(Excerpt from a dataset)
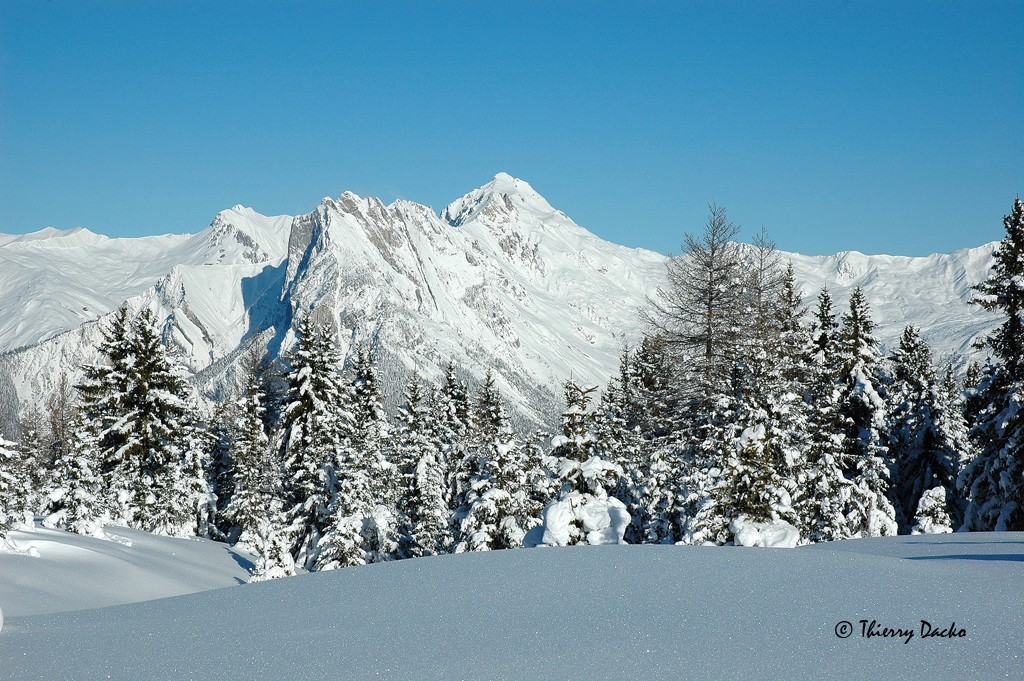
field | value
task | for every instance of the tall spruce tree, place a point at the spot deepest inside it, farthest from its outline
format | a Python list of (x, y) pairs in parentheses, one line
[(493, 514), (314, 423), (12, 510), (926, 432), (253, 471), (135, 406), (824, 493), (993, 481), (422, 504), (862, 414), (700, 312)]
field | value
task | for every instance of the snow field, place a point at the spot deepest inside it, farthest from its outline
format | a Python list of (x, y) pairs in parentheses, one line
[(606, 611)]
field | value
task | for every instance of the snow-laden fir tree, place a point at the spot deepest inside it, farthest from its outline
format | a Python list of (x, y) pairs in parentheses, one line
[(12, 511), (824, 493), (583, 511), (368, 484), (36, 459), (135, 406), (770, 416), (493, 515), (219, 472), (862, 412), (423, 509), (163, 434), (700, 312), (617, 431), (314, 424), (993, 481), (455, 425), (927, 432), (75, 500), (655, 414), (104, 407), (255, 501)]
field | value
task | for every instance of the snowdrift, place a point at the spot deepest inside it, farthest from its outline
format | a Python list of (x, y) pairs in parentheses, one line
[(829, 610)]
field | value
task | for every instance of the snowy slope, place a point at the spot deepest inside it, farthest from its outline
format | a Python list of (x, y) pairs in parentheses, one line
[(48, 570), (610, 611), (500, 280)]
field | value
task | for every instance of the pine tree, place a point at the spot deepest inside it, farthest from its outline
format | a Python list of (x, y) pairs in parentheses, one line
[(700, 312), (368, 485), (455, 427), (255, 501), (313, 426), (993, 481), (423, 508), (823, 491), (583, 512), (134, 406), (926, 433), (105, 411), (493, 514), (862, 412), (76, 500), (159, 436), (12, 510)]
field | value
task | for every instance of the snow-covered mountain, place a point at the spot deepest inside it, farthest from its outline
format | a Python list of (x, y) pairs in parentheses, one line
[(499, 281)]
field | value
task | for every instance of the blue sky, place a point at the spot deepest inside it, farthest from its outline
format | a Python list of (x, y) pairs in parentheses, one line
[(872, 126)]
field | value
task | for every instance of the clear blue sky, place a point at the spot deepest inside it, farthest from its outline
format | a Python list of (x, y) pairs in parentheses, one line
[(875, 126)]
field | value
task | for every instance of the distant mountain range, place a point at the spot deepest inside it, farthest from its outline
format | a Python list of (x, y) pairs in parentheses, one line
[(498, 281)]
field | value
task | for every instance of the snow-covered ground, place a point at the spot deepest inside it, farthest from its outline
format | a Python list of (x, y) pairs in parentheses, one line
[(49, 570), (608, 611)]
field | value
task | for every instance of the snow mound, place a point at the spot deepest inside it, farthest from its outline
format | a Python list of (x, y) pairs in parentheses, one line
[(607, 611), (773, 535), (50, 570)]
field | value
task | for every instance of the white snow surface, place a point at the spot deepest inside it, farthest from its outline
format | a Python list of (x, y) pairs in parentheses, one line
[(772, 535), (499, 281), (49, 570), (605, 611)]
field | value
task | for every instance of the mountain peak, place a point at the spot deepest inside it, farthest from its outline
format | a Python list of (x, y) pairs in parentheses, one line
[(504, 194)]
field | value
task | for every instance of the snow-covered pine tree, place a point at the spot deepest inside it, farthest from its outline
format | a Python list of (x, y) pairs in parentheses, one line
[(160, 436), (255, 504), (75, 497), (617, 432), (993, 481), (583, 511), (862, 410), (12, 510), (220, 469), (493, 514), (368, 484), (35, 461), (423, 509), (455, 427), (824, 493), (61, 412), (104, 408), (314, 422), (926, 433), (700, 313), (664, 431), (764, 442)]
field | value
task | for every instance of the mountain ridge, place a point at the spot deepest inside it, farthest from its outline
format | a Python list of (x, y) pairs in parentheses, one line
[(499, 280)]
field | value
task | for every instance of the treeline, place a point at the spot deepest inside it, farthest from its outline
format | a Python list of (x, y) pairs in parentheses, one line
[(742, 403)]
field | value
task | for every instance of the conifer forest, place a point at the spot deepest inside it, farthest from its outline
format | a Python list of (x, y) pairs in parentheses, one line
[(744, 402)]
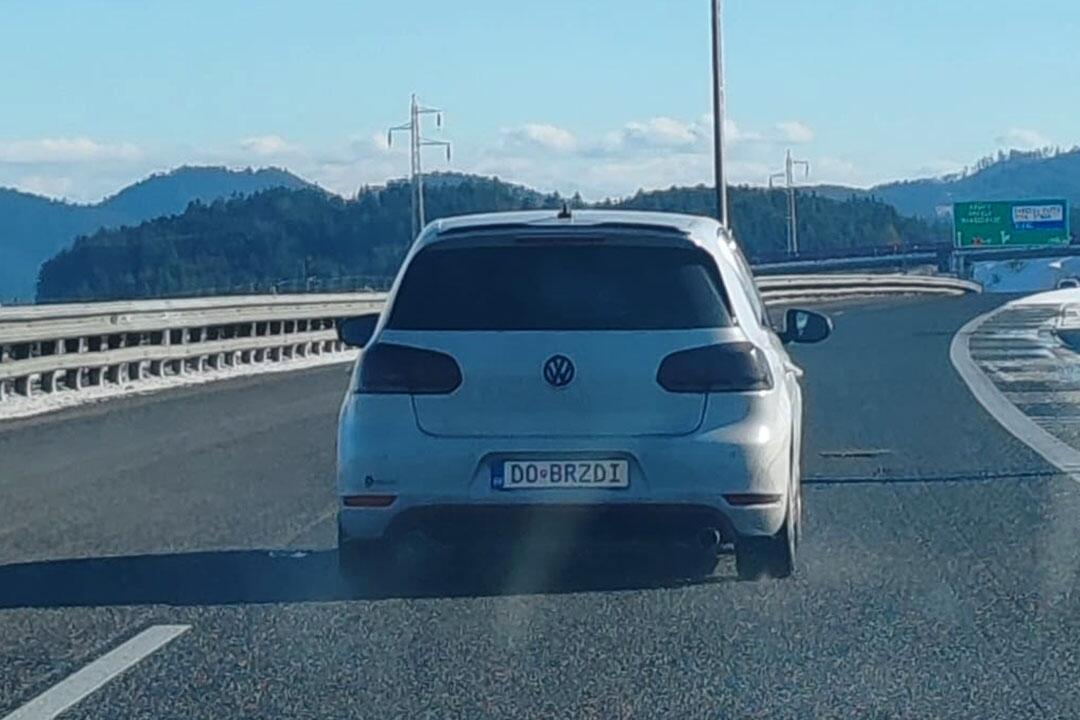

Directions: Rescale the listing from its beginning through the line containing "414), (700, 312)]", repeating every line, requests included, and multiplying each x and y coordinate in the answers by 1.8, rounded to the nearest whole number with halves rounded up. Leave the pictures out.

The reply:
field | value
task | for every instance of the tall spruce tree, place a point at the spot deepest inside it, farthest from its outline
format | a Python list of (x, y) pairs in parentheses, one line
[(887, 925), (565, 761), (22, 918), (1667, 778), (455, 848), (243, 731), (1483, 887), (1787, 866), (760, 907), (1552, 745), (1260, 562)]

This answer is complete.